[Stored data]
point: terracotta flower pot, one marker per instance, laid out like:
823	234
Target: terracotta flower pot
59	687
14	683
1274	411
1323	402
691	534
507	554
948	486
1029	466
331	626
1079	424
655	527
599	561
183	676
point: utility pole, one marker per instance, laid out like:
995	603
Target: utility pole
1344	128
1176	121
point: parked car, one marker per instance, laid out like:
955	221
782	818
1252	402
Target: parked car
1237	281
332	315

---

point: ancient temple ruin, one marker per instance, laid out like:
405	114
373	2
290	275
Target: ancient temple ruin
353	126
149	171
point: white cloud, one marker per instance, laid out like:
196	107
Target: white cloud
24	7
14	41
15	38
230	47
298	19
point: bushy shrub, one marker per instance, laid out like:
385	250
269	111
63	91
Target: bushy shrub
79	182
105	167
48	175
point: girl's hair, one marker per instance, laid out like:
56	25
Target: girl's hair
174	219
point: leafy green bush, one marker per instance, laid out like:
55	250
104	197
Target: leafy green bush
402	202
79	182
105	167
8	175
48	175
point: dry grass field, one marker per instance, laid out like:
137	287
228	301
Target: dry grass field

» **WHAT TO PRODUCE**: Rewrite the stretch of rows from the line containing "point: bushy shrub, one" through the line containing "Target: dry grass field", keeping every line. Scale each answer coordinate by 1.6, rounding to whole numbers with halves rounded up, and leave all other numbers unchanged.

» **ANSWER TO THE PROBLEM**:
point: bushy shrub, one marker per instance, laid out like:
385	250
269	111
63	91
Target: bushy shrub
126	291
168	267
77	280
point: girl's hair, one marker per instance, laid out like:
56	25
Target: girl's hair
278	350
point: leafy green bush, one marker per instance, laid out like:
55	250
104	197
Target: leafy green bush
643	323
126	291
168	267
13	280
77	280
point: dry grass field, one marker per instance, laid out like:
137	287
228	301
Target: dry grass field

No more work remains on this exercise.